* _SOURCE DATA_
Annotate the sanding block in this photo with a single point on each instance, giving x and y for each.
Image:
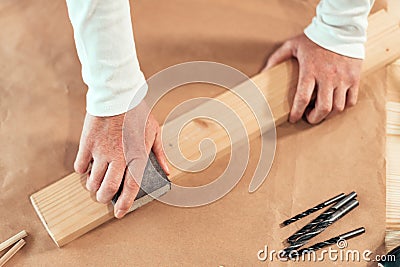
(68, 210)
(155, 182)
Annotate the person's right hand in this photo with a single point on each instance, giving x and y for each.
(335, 79)
(102, 144)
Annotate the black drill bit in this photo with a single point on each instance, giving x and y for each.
(321, 218)
(314, 209)
(332, 241)
(321, 227)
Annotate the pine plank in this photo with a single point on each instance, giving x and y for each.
(68, 211)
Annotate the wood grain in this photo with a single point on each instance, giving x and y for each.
(393, 156)
(68, 211)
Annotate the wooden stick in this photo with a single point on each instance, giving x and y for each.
(13, 240)
(68, 211)
(6, 257)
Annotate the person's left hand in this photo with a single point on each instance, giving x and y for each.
(335, 78)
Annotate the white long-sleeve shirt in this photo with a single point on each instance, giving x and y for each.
(105, 46)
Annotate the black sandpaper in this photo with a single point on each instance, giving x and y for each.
(154, 182)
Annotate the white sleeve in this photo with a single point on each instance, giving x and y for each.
(105, 45)
(341, 26)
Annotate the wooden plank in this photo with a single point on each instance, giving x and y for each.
(68, 211)
(393, 156)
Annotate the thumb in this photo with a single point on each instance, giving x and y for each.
(283, 53)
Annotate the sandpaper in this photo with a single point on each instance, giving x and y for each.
(42, 107)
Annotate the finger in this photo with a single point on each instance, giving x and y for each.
(323, 105)
(111, 182)
(82, 160)
(96, 175)
(281, 54)
(127, 197)
(352, 96)
(302, 97)
(339, 101)
(159, 153)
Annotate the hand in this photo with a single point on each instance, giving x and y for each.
(335, 78)
(102, 144)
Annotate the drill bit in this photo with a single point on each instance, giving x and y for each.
(321, 227)
(332, 241)
(314, 209)
(321, 218)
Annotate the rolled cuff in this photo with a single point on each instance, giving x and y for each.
(116, 104)
(329, 42)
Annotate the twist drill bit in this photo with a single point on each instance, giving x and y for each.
(321, 227)
(332, 241)
(321, 218)
(314, 209)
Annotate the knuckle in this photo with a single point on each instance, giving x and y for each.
(131, 184)
(338, 107)
(325, 108)
(303, 97)
(112, 187)
(352, 102)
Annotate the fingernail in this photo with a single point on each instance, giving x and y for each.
(166, 166)
(119, 214)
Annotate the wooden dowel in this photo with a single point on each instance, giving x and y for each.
(6, 257)
(13, 240)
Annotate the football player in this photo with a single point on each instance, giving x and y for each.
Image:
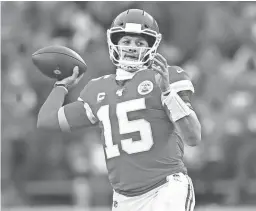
(145, 114)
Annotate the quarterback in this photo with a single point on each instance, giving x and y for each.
(146, 117)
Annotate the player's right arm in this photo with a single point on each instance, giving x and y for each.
(54, 116)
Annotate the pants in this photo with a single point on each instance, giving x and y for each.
(177, 194)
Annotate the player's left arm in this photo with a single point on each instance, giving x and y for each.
(176, 99)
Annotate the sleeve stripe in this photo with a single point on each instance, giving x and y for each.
(88, 111)
(182, 85)
(63, 122)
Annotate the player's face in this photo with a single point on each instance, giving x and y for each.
(132, 48)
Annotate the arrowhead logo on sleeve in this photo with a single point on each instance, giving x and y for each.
(145, 87)
(101, 96)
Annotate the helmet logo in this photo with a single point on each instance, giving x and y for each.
(145, 87)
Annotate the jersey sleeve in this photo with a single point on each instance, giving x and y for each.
(179, 80)
(181, 83)
(78, 114)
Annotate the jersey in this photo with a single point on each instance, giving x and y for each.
(140, 142)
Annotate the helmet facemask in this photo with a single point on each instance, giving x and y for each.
(145, 54)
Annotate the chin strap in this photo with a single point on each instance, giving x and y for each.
(122, 74)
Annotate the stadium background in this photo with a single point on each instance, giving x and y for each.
(215, 42)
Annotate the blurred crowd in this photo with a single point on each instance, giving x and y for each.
(215, 42)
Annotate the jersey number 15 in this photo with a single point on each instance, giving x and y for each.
(126, 126)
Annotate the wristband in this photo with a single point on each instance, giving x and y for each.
(61, 85)
(177, 107)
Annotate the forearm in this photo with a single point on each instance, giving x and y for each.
(48, 114)
(190, 127)
(183, 117)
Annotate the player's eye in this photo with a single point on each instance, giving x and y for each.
(141, 44)
(125, 42)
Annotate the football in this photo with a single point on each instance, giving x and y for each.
(58, 61)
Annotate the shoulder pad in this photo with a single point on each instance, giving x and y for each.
(179, 79)
(102, 77)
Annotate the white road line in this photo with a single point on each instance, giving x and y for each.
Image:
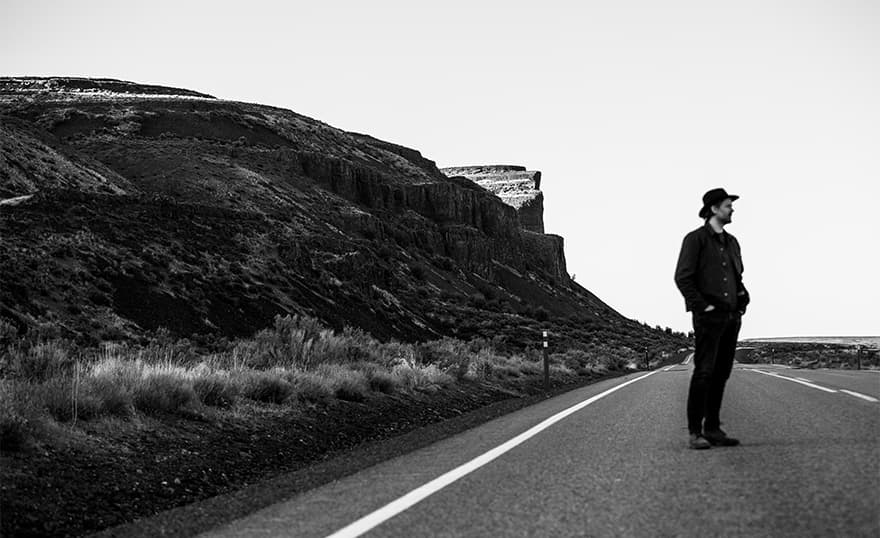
(794, 380)
(397, 506)
(859, 395)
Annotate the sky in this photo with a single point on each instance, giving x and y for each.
(631, 110)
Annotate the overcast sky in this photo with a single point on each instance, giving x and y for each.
(632, 110)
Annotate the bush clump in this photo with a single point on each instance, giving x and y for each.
(265, 386)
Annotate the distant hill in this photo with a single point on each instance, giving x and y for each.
(156, 208)
(869, 341)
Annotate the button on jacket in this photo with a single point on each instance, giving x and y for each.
(709, 271)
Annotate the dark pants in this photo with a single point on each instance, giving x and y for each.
(715, 334)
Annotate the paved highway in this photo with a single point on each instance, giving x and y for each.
(611, 459)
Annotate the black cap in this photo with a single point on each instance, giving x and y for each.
(715, 196)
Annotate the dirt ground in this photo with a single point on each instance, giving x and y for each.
(96, 475)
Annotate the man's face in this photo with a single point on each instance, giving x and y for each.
(724, 211)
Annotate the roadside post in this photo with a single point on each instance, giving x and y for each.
(546, 364)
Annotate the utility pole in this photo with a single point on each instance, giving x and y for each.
(546, 364)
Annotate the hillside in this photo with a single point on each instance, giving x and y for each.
(157, 208)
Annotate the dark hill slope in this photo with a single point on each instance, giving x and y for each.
(155, 207)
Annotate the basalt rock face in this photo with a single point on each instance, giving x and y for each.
(127, 208)
(516, 186)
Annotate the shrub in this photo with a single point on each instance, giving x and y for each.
(347, 384)
(378, 379)
(215, 389)
(416, 377)
(42, 361)
(103, 396)
(264, 386)
(163, 391)
(19, 415)
(311, 387)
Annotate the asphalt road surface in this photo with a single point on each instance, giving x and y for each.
(611, 459)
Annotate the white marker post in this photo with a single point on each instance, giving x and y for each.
(546, 364)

* _PROBLEM TO SOLVE_
Exact copies of the entries above are needed, with every picture removed.

* _ANSWER BOX_
Annotate the sanding block in this photo with a single point on each instance, giving x and y for each.
Image:
(68, 210)
(155, 182)
Annotate the person's right hand in this photo with a single point on each instance, giving x and y for each.
(335, 79)
(102, 144)
Annotate the black drill bit in this photo with a single point on each instance, giving x and y for each.
(321, 218)
(314, 209)
(332, 241)
(321, 227)
Annotate the pine plank in this photo with a single point on each instance, giving x and y for each.
(68, 211)
Annotate the wood grain in this photo with a single point on each instance, giving x and y for each.
(393, 156)
(68, 211)
Annotate the wooden stick in this photo with a single point on each instance, giving x and y for each.
(13, 240)
(68, 211)
(6, 257)
Annotate the person's left hand in this photo with a single point on each instance, giving x and y for each.
(335, 78)
Annotate the white long-sleeve shirt in this photo with a single point on each instance, giving x and y for each.
(105, 46)
Annotate the black sandpaper in this photo with a single point on each instance, giving x and y for each.
(154, 182)
Annotate the white sleeve in this photo with a single point on each instance, giving x and y for each.
(105, 45)
(341, 26)
Annotate the wooden plank in this photo with a single point on each instance, giving x and y for each.
(68, 211)
(393, 156)
Annotate the thumb in this photo with a single point on each instance, giving x and y for each.
(283, 53)
Annotate the sandpaper in this photo with a single point on each instance, giving x and y for each.
(42, 107)
Annotate the finger in this photo with a single point on each instance, giving x and y for each.
(323, 105)
(111, 182)
(82, 160)
(96, 175)
(281, 54)
(127, 197)
(352, 96)
(302, 97)
(339, 101)
(159, 153)
Annotate the hand in this photo with a single point on each instance, giving x and y for each.
(335, 78)
(102, 144)
Annotate the drill bit in this photo with a single point on each instance, giving x and y for each.
(321, 227)
(332, 241)
(314, 209)
(321, 218)
Annotate the rolled cuff in this photo with a single point on each instance, giving x and y for each.
(116, 104)
(329, 42)
Annotate the twist drill bit in this photo with a single point on each instance, giving x and y for each.
(321, 227)
(332, 241)
(321, 218)
(314, 209)
Annotate the knuckle in this photo with a single point on each instance, giving x and y for each.
(131, 184)
(338, 107)
(325, 108)
(303, 97)
(112, 187)
(352, 102)
Annotate the fingernail in this photo with a single point on each instance, giving x and y for each.
(166, 166)
(119, 214)
Annotate the wooden dowel in this photo with a single point on each instance, giving x and y for each.
(6, 257)
(13, 240)
Annotate the football player in this photo with a single point on each instance, giving x and y for each.
Image:
(145, 114)
Annotate the quarterback in this photo with a single point on each instance, giving x and y for each.
(146, 117)
Annotate the player's right arm in this photo with a single point on each instance, giving x and y for each.
(54, 116)
Annotate the pants in this photo with a single point on each instance, giving x and y for each.
(177, 194)
Annotate the player's left arm in this photo with a single point on each instance, giving x and y for each.
(176, 99)
Annotate the sleeve stripe in this photo with a single point on each instance, giving x and y for each.
(88, 111)
(182, 85)
(63, 122)
Annotate the player's face in this photo with a single point on each instance, giving x and y for each.
(132, 48)
Annotate the arrowhead logo on sleeve in this photo with a single point on each instance, giving x and y for each.
(145, 87)
(101, 96)
Annotate the helmet logo in this photo with a single point on each instance, giving x and y for each.
(145, 87)
Annotate the jersey sleeve in this photo with a single point on each instance, giving x and y for each.
(179, 80)
(181, 83)
(78, 114)
Annotate the jersey in this photo with a single point on each instance, giving x and y for each.
(140, 142)
Annotate the helmet facemask in this photo with a single point on each instance, giving x and y for each.
(145, 54)
Annotate the chin strap in this photo with a single point on each instance, giving x and y for each.
(122, 74)
Annotate the stadium background in this photo with a single point on each instance, giving x and y for each.
(215, 42)
Annotate the blurred crowd in this photo with a single point on each instance, giving x and y for each.
(215, 42)
Annotate the jersey number 15 in this photo with a single point on each instance, giving x and y for each.
(126, 126)
Annotate the wristband in this photo with a single point on each instance, giving x and y for each.
(61, 85)
(177, 107)
Annotate the forearm in this photo with a single point on each instance, giving x and y for each.
(48, 114)
(190, 127)
(183, 117)
Annotate the player's eye in this photo with a single point on each instance, giving x and y for each.
(141, 44)
(125, 42)
Annotate the football in this photo with a single point on each instance, giving x and y for each.
(58, 61)
Annotate the shoulder pad in this photo with a single point on each instance, giving x and y for each.
(179, 79)
(102, 77)
Annotate the white road line in this photo with a single point on each instance, giving x and y for each.
Image:
(794, 380)
(397, 506)
(859, 395)
Annotate the sky in this photo with a single point on each instance, giving x and y for each.
(631, 110)
Annotate the overcast sky in this photo with a single point on each instance, giving x and y for each.
(632, 110)
Annotate the bush clump in this photo with a single point on each instance, giving x and y for each.
(265, 386)
Annotate the distant hill in this photo with a single point on each instance, giving x and y for each.
(156, 208)
(869, 341)
Annotate the button on jacket in this photo with a single point on each instance, giving x and y for each.
(709, 271)
Annotate the dark pants in this photo with a single point on each instance, giving x and y for each.
(715, 334)
Annotate the paved highway in this photo with a single point on each instance, giving x and y for each.
(611, 459)
Annotate the black cap in this photo with a single point on each instance, giving x and y for each.
(715, 196)
Annotate the dirt ground in this photo with a single point on each instance, giving x and y for each.
(96, 475)
Annotate the man's face in this photo with a single point on each instance, giving x and y for each.
(724, 211)
Annotate the roadside post in this photo with a single point on each instance, giving x and y for each.
(546, 364)
Annotate the utility pole in this photo with a single point on each instance, giving x and y for each.
(546, 364)
Annotate the hillside in this photo with a single point on each instance, giving x and y for each.
(157, 208)
Annotate the dark hill slope in this photo with a single point on each instance, giving x and y for each.
(155, 207)
Annotate the basalt rock face in this photo with a single point on each instance, giving x and y for each.
(127, 208)
(516, 186)
Annotate the shrub in this photo with a single point on each instance, giving x and y for each.
(347, 384)
(378, 379)
(215, 389)
(416, 377)
(42, 361)
(103, 396)
(264, 386)
(163, 391)
(19, 415)
(311, 387)
Annotate the asphalt road surface in this photo with a single point on each instance, giving x and y for each.
(611, 459)
Annotate the white marker post in this photo with a single point on each instance, giving x and y for each.
(546, 364)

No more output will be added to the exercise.